§ **Task**
Please copy out each line of the entries below that contains the string "instance".
===============
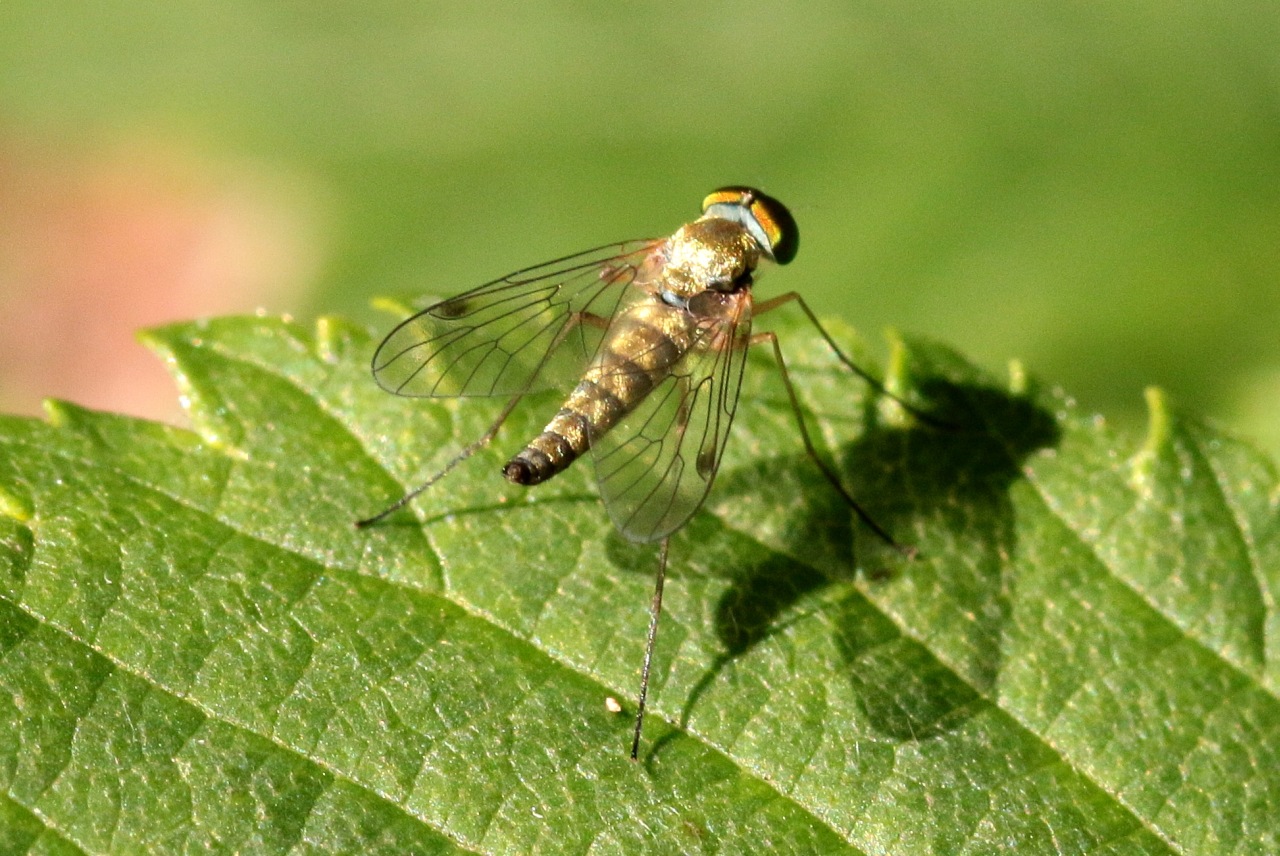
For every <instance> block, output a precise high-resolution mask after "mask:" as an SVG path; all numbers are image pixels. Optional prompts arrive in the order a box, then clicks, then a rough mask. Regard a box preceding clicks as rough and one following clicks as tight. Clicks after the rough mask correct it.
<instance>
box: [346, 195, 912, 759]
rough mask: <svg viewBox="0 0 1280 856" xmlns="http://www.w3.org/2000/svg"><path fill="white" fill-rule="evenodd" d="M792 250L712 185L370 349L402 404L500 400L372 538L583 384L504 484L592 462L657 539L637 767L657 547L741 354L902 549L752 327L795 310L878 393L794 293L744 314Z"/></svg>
mask: <svg viewBox="0 0 1280 856" xmlns="http://www.w3.org/2000/svg"><path fill="white" fill-rule="evenodd" d="M799 244H800V232H799V229H797V228H796V223H795V219H794V218H792V216H791V212H790V211H787V209H786V207H785V206H783V205H782V203H781V202H778V201H777V200H774V198H773V197H771V196H767V194H765V193H762V192H760V191H756V189H753V188H749V187H723V188H721V189H718V191H714V192H713V193H710V194H709V196H708V197H707V198H705V200H703V215H701V216H700V218H698V219H696V220H694V221H692V223H689V224H686V225H684V226H681V228H680V229H677V230H676V232H675V233H673V234H672V235H671V237H667V238H659V239H650V241H632V242H626V243H617V244H608V246H604V247H598V248H595V250H588V251H586V252H582V253H579V255H575V256H566V257H564V258H558V260H556V261H550V262H547V264H544V265H538V266H535V267H527V269H525V270H520V271H516V273H513V274H509V275H507V276H503V278H502V279H497V280H493V281H492V283H485V284H484V285H480V287H477V288H474V289H471V290H470V292H463V293H462V294H458V296H457V297H451V298H448V299H445V301H442V302H439V303H435V305H433V306H429V307H426V308H425V310H422V311H421V312H419V313H417V315H413V316H412V317H410V319H407V320H406V321H403V322H402V324H401V325H399V326H397V328H396V329H394V330H392V333H390V334H389V335H388V337H387V338H385V339H384V340H383V343H381V344H380V345H379V347H378V352H376V353H375V354H374V361H372V371H374V377H375V379H376V380H378V383H379V384H380V385H381V386H383V389H385V390H388V392H390V393H394V394H397V395H404V397H410V398H449V397H499V398H506V406H504V407H503V409H502V412H500V413H499V415H498V418H497V420H495V421H494V422H493V425H492V426H490V427H489V430H488V431H485V432H484V435H483V436H480V438H479V439H477V440H475V441H474V443H471V444H470V445H467V447H466V448H463V449H462V450H461V452H458V454H457V456H456V457H454V458H453V459H452V461H451V462H449V463H448V464H445V467H444V468H443V470H440V471H439V472H438V473H435V475H434V476H431V477H430V479H428V480H426V482H424V484H422V485H420V486H419V487H416V489H413V490H411V491H410V493H407V494H406V495H404V496H402V498H401V499H398V500H397V502H396V503H393V504H392V505H390V507H389V508H387V509H384V511H383V512H380V513H378V514H375V516H374V517H370V518H367V519H362V521H358V522H357V523H356V526H358V527H366V526H370V525H372V523H376V522H378V521H380V519H383V518H384V517H387V516H388V514H390V513H392V512H394V511H397V509H399V508H402V507H403V505H404V504H407V503H408V502H410V500H412V499H413V498H415V496H417V495H419V494H421V493H422V491H424V490H426V489H428V487H430V486H431V485H434V484H435V482H436V481H439V480H440V479H442V477H443V476H444V475H447V473H448V472H449V471H452V470H453V468H454V467H456V466H457V464H460V463H461V462H462V461H466V459H467V458H470V457H471V456H472V454H475V453H476V452H477V450H479V449H481V448H484V447H485V445H488V444H489V441H490V440H493V438H494V436H495V435H497V434H498V430H499V429H500V427H502V425H503V422H506V420H507V417H508V416H509V415H511V412H512V411H513V409H515V407H516V404H517V403H520V399H521V398H524V397H525V395H526V394H527V393H530V392H534V390H540V389H552V388H559V389H566V388H568V386H570V385H571V384H575V383H576V385H575V386H573V388H572V392H571V393H570V394H568V398H566V400H564V403H563V406H562V407H561V409H559V412H558V413H556V416H554V417H553V418H552V420H550V422H548V424H547V427H545V429H543V431H541V434H539V435H538V436H536V438H534V439H532V440H530V441H529V444H527V445H526V447H525V448H524V449H522V450H521V452H518V453H517V454H515V456H513V457H512V458H511V459H509V461H508V462H507V464H506V466H504V467H503V470H502V472H503V476H506V479H507V480H508V481H511V482H513V484H517V485H536V484H540V482H543V481H547V480H548V479H552V477H553V476H556V475H557V473H559V472H562V471H564V470H566V468H567V467H568V466H570V464H571V463H573V461H576V459H577V458H579V457H581V456H582V454H585V453H586V452H588V450H590V452H591V458H593V461H594V466H595V477H596V482H598V485H599V490H600V495H602V498H603V499H604V504H605V507H607V508H608V512H609V517H611V518H612V519H613V523H614V526H617V528H618V531H620V532H621V534H622V535H623V536H625V537H627V539H630V540H632V541H641V543H653V541H657V543H659V544H660V549H659V560H658V575H657V581H655V583H654V592H653V603H652V606H650V613H649V632H648V638H646V642H645V654H644V663H643V667H641V670H640V691H639V697H637V704H636V722H635V734H634V737H632V742H631V759H632V760H635V759H636V757H637V755H639V751H640V733H641V728H643V725H644V710H645V697H646V695H648V691H649V668H650V665H652V662H653V649H654V641H655V640H657V636H658V618H659V615H660V614H662V590H663V583H664V581H666V576H667V548H668V544H669V540H671V535H672V532H675V531H676V530H678V528H680V527H681V526H684V525H685V523H686V522H687V521H689V518H690V517H691V516H692V514H694V512H696V511H698V508H699V507H700V505H701V504H703V502H704V500H705V499H707V494H708V491H709V490H710V487H712V482H713V481H714V480H716V473H717V471H718V470H719V463H721V458H722V456H723V454H724V447H726V440H727V439H728V431H730V426H731V425H732V424H733V413H735V412H736V411H737V399H739V392H740V390H741V386H742V371H744V367H745V366H746V354H748V349H749V348H750V347H751V345H755V344H768V345H769V347H771V348H772V349H773V354H774V358H776V360H777V362H778V369H780V372H781V376H782V380H783V383H785V385H786V389H787V395H788V397H790V400H791V407H792V409H794V411H795V416H796V425H797V426H799V429H800V436H801V439H803V440H804V447H805V450H806V452H808V454H809V457H810V458H812V459H813V461H814V463H815V464H817V466H818V468H819V470H820V471H822V473H823V475H824V476H826V477H827V481H829V482H831V484H832V486H833V487H835V489H836V490H837V491H838V493H840V495H841V496H844V499H845V500H846V502H847V503H849V505H850V507H851V508H852V509H854V512H855V513H856V514H858V517H859V518H861V521H863V522H864V523H865V525H867V526H868V527H869V528H870V530H872V531H873V532H876V535H878V536H879V537H881V539H882V540H883V541H884V543H887V544H890V545H891V546H892V548H895V549H896V550H899V551H900V553H902V554H905V555H913V554H914V550H911V549H910V548H904V546H901V545H899V544H897V543H896V541H895V540H893V539H892V537H891V536H890V535H888V532H886V531H884V530H883V528H881V527H879V525H877V523H876V521H874V519H872V517H870V516H869V514H868V513H867V512H865V511H864V509H863V508H861V505H859V504H858V502H856V500H855V499H854V498H852V495H850V493H849V491H847V490H846V489H845V486H844V485H842V484H841V481H840V479H838V477H837V476H836V473H835V471H833V470H832V468H831V467H828V466H827V463H824V462H823V459H822V458H820V457H819V456H818V453H817V450H815V448H814V445H813V441H812V439H810V436H809V431H808V429H806V427H805V422H804V417H803V416H801V412H800V403H799V399H797V398H796V393H795V388H794V386H792V385H791V379H790V376H788V374H787V370H786V362H785V361H783V357H782V348H781V345H780V344H778V338H777V335H776V334H773V333H768V331H767V333H753V331H751V320H753V317H754V316H756V315H763V313H764V312H768V311H771V310H774V308H777V307H780V306H783V305H787V303H796V305H799V307H800V308H801V311H804V313H805V315H806V316H808V317H809V320H810V321H812V322H813V325H814V326H815V328H817V329H818V331H819V333H820V334H822V337H823V339H824V340H826V342H827V344H828V345H829V347H831V349H832V351H833V352H835V354H836V356H837V357H838V358H840V361H841V362H844V363H845V366H847V367H849V369H850V370H851V371H854V372H855V374H856V375H859V376H860V377H863V379H864V380H865V381H868V383H869V384H870V385H872V386H873V388H874V389H877V390H878V392H882V393H883V392H884V388H883V386H882V385H881V384H879V383H878V381H876V380H874V379H873V377H870V376H869V375H868V374H867V372H864V371H863V370H861V369H859V367H858V366H856V365H854V362H852V361H851V360H850V358H849V357H847V356H845V353H844V352H842V351H841V349H840V347H838V345H837V344H836V342H835V340H833V339H832V338H831V335H829V334H828V333H827V331H826V330H824V329H823V328H822V325H820V324H819V322H818V317H817V316H815V315H814V313H813V311H812V310H810V308H809V306H808V303H805V302H804V298H801V297H800V294H797V293H796V292H788V293H786V294H780V296H778V297H773V298H769V299H767V301H762V302H759V303H756V302H755V299H754V297H753V287H754V284H755V276H756V275H758V273H759V270H760V267H762V266H764V265H767V264H771V262H772V264H778V265H786V264H787V262H790V261H791V260H792V258H794V257H795V255H796V250H797V248H799Z"/></svg>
===============
§ **Response to the task**
For every <instance> block, output a precise high-resolution mask after "mask:" as an SVG path; all numbers are image pixels. Optional prompts arrive in the order a box, then clicks, then a rough mask. Regard a box preceding clicks as rough and one following clicks as tight. Clicks after the rough mask correct it.
<instance>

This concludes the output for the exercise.